→ **Short problem**:
Reproduce the listing below word for word, keeping every line unchanged.

-- START Provided data --

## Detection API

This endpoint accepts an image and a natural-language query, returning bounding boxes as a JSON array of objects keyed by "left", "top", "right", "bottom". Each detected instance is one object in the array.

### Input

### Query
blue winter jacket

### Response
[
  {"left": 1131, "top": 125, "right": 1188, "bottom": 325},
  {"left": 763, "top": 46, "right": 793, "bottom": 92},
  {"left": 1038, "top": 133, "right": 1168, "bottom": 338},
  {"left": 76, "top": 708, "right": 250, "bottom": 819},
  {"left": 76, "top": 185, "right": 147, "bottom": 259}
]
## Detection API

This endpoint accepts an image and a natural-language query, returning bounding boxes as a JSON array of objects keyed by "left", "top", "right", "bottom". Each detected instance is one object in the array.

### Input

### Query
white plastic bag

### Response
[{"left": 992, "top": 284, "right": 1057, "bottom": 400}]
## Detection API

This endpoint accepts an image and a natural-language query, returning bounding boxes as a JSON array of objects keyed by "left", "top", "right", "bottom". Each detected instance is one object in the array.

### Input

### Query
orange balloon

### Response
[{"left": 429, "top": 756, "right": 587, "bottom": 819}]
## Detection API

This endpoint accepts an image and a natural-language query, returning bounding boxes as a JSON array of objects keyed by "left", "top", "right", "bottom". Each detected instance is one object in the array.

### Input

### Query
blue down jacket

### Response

-- END Provided data --

→ **Final result**:
## Detection API

This endpoint accepts an image and a natural-language query, returning bounding boxes as a JSON array of objects keyed by "left", "top", "right", "bottom". Each detected instance is one object in the array.

### Input

### Query
blue winter jacket

### Response
[
  {"left": 1131, "top": 125, "right": 1188, "bottom": 325},
  {"left": 763, "top": 46, "right": 793, "bottom": 92},
  {"left": 1038, "top": 133, "right": 1168, "bottom": 338},
  {"left": 76, "top": 708, "right": 250, "bottom": 819},
  {"left": 76, "top": 185, "right": 147, "bottom": 259}
]
## Detection API

This endpoint accepts an image and a natural-language query, returning bounding boxes as a JSON array of objects keyed by "left", "top", "right", "bottom". Each detected instance is one object in the array.

### Input

### Query
white plastic bag

### Response
[{"left": 992, "top": 284, "right": 1057, "bottom": 400}]
## Detection API

This endpoint accepts an image and a natural-language query, returning bounding boxes as a JSON array of objects keyed by "left", "top", "right", "bottom". Each detected instance is one object in the array.

### Input

### Query
orange balloon

### Response
[{"left": 429, "top": 756, "right": 587, "bottom": 819}]
## Detection API

This endpoint accepts an image and a natural-language query, returning bounding boxes as a JSON array of objects keyed by "left", "top", "right", "bottom". Each detected instance is one object in the array.

### Input

### Query
blue down jacket

### Response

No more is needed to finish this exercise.